▶ **Your task**
Reproduce word for word the part of the like-kind exchange article from "The regulations allow" up to and including "on the exchange.".

▶ **Quoted text**
Wednesday, March 10th, 2010 by Moore McLaughlin

The IRS has at long last granted relief for taxpayers who were unable to timely complete a like-kind exchange because their qualified intermediary (QI) entered into bankruptcy or receivership. IRS will not treat taxpayers as being in actual or constructive receipt of exchange proceeds if they cannot complete an exchange because of a default of a QI in bankruptcy or receivership. Affected taxpayers may use a special safe harbor method to report gain or loss.

The IRS received many comments on this issue and has been promising action on it for a long time.  As far back as 2007, when the real estate market started heading south in many areas, the IRS wrote Rep. Barney Frank (D-MA) to say that IRS was considering whether it was appropriate for it to extend relief where QIs went bankrupt.  In substantially similar letters written to a number of Washington legislators in mid-2009, the IRS again said it was considering relief measures.

Background.  In general, no gain or loss is recognized on the exchange of property held for productive use in a trade or business or for investment if the property is exchanged solely for property of a like kind which is held either for productive use in a trade or business or for investment. (Code Sec. 1031)  Under Code Sec. 1031(a)(3), for a deferred exchange to be treated as tax-free, a taxpayer must identify the replacement property within 45 days of the transfer of the relinquished property and must acquire the replacement property by the earlier of 180 days after the date on which the taxpayer transfers the property relinquished in the exchange, or the due date (determined with regard to extensions) of the taxpayer’s federal income tax return for the year in which the transfer of the relinquished property occurs.  Absent relief, if the statutory timing requirements are met, a taxpayer would have to treat the relinquished property as having been disposed of in a taxable sale or exchange.

The regulations allow a taxpayer to use a QI to facilitate a like-kind exchange. (Reg. §1.1031(k)-1(g)(4))  When a taxpayer uses a QI, generally he will transfer the relinquished property to the QI, who sells the property to a buyer.  The QI then takes the proceeds of the sale of the relinquished property, buys the replacement property, and transfers the replacement property to the taxpayer. If the taxpayer receives the replacement property within the period in Code Sec. 1031(a)(3) and meets the other Code Sec. 1031 requirements, he is treated as having engaged in a like-kind exchange of property with the QI and he will not recognize gain on the exchange.

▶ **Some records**

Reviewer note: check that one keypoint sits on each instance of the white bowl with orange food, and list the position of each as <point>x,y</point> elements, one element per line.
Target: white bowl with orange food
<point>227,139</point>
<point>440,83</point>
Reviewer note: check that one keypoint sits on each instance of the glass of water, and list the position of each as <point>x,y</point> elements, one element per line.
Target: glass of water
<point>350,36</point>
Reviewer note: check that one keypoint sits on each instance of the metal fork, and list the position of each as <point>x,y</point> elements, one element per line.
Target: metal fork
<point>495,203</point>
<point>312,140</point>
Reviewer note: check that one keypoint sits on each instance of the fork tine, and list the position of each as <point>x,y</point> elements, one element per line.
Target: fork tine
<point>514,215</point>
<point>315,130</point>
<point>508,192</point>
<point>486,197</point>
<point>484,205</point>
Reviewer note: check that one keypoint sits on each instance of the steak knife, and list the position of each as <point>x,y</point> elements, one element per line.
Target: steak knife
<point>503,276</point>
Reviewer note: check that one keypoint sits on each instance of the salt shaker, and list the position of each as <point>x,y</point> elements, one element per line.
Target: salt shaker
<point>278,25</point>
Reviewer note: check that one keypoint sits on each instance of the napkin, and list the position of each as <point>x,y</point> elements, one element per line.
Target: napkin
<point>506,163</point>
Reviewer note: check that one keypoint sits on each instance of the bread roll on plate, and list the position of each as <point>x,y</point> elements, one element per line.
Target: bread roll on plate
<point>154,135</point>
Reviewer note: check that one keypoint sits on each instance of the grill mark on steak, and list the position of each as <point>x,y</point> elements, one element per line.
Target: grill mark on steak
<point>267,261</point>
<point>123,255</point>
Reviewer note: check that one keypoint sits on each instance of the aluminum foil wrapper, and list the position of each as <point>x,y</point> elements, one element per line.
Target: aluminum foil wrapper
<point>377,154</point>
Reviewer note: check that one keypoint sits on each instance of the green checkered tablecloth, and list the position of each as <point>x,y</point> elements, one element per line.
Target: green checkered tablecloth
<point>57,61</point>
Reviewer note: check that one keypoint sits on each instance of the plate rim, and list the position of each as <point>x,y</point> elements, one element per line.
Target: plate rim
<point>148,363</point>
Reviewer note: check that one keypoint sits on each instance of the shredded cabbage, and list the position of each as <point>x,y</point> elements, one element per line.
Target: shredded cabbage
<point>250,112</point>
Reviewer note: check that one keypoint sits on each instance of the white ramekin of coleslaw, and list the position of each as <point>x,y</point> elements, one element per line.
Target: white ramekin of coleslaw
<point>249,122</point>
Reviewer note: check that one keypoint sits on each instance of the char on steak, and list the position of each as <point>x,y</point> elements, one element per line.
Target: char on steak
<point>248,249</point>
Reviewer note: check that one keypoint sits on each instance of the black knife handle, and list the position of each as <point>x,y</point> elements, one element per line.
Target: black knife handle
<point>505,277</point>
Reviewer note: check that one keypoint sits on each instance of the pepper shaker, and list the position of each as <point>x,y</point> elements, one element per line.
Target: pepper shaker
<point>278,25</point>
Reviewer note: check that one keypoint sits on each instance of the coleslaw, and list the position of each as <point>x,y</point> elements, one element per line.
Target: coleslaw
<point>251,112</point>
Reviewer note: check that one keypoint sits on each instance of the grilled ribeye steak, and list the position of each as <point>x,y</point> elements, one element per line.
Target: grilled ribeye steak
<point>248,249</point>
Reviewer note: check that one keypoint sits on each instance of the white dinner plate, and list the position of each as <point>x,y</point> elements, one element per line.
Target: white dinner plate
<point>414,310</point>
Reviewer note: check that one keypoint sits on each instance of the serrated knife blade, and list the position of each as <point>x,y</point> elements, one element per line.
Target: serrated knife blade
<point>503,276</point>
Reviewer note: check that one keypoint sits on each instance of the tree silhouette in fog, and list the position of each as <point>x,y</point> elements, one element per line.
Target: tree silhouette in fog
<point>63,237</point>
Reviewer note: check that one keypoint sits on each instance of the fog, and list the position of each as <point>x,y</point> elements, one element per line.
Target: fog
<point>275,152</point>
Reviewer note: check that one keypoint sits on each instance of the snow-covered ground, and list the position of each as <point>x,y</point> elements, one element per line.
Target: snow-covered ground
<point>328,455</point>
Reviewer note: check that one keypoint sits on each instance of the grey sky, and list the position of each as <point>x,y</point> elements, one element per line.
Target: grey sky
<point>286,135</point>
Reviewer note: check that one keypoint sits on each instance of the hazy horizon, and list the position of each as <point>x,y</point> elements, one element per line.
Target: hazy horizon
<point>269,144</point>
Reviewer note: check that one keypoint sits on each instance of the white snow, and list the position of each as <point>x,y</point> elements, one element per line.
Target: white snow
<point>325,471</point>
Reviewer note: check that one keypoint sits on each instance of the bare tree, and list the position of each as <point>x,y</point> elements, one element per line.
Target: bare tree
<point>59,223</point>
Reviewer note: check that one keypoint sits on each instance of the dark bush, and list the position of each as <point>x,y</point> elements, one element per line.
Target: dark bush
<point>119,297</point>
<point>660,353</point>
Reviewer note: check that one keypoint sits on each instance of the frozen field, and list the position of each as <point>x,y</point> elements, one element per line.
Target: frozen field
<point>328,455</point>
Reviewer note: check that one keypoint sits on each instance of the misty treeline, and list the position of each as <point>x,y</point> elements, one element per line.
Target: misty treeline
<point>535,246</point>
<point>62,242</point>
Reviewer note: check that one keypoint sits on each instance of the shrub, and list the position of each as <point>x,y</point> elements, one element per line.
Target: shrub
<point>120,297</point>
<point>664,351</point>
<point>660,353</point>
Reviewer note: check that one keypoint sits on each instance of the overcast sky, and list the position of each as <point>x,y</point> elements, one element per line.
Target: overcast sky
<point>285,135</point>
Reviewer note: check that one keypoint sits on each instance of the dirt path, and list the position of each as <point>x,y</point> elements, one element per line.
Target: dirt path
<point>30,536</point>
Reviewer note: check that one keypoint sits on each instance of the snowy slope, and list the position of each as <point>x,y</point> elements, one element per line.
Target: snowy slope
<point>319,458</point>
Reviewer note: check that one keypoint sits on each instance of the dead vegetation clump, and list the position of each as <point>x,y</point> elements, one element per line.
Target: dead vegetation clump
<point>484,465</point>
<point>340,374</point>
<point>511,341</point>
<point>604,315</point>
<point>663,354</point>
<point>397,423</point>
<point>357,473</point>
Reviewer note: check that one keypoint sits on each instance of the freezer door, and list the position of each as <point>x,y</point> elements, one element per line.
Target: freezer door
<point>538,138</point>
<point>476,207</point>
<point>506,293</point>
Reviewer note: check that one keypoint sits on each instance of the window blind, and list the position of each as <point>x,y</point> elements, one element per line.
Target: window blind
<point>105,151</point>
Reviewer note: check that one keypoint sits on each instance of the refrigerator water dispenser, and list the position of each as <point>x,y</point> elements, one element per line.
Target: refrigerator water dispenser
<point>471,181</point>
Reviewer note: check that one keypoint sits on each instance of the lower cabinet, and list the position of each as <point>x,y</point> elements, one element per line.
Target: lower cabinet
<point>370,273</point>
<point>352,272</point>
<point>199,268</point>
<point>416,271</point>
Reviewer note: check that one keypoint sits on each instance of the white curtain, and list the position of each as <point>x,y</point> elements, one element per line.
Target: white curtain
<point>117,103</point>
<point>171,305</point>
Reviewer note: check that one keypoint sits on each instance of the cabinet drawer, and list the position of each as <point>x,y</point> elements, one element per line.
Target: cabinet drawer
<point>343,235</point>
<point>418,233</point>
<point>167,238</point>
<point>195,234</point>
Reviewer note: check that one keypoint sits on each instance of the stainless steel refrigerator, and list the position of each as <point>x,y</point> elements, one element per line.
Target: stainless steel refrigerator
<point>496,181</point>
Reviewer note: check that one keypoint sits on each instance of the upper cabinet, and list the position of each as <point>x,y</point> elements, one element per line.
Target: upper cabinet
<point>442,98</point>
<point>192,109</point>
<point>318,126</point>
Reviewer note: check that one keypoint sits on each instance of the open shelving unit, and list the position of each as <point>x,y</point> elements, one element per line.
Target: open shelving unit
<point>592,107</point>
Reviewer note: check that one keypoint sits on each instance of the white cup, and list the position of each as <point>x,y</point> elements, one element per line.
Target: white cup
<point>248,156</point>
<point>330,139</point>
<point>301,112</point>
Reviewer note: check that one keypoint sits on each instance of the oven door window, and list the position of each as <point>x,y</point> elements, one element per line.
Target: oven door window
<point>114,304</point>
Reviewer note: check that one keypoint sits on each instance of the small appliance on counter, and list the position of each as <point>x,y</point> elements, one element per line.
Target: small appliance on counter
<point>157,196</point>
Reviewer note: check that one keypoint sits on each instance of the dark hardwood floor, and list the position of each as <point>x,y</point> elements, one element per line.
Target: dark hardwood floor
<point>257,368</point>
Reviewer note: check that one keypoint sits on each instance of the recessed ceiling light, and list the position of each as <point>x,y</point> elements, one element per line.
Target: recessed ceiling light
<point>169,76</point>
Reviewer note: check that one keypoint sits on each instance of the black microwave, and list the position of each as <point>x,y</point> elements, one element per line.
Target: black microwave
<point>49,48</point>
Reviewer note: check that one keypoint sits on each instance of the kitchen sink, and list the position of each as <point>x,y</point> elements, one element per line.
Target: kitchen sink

▶ **In response**
The regulations allow a taxpayer to use a QI to facilitate a like-kind exchange. (Reg. §1.1031(k)-1(g)(4))  When a taxpayer uses a QI, generally he will transfer the relinquished property to the QI, who sells the property to a buyer.  The QI then takes the proceeds of the sale of the relinquished property, buys the replacement property, and transfers the replacement property to the taxpayer. If the taxpayer receives the replacement property within the period in Code Sec. 1031(a)(3) and meets the other Code Sec. 1031 requirements, he is treated as having engaged in a like-kind exchange of property with the QI and he will not recognize gain on the exchange.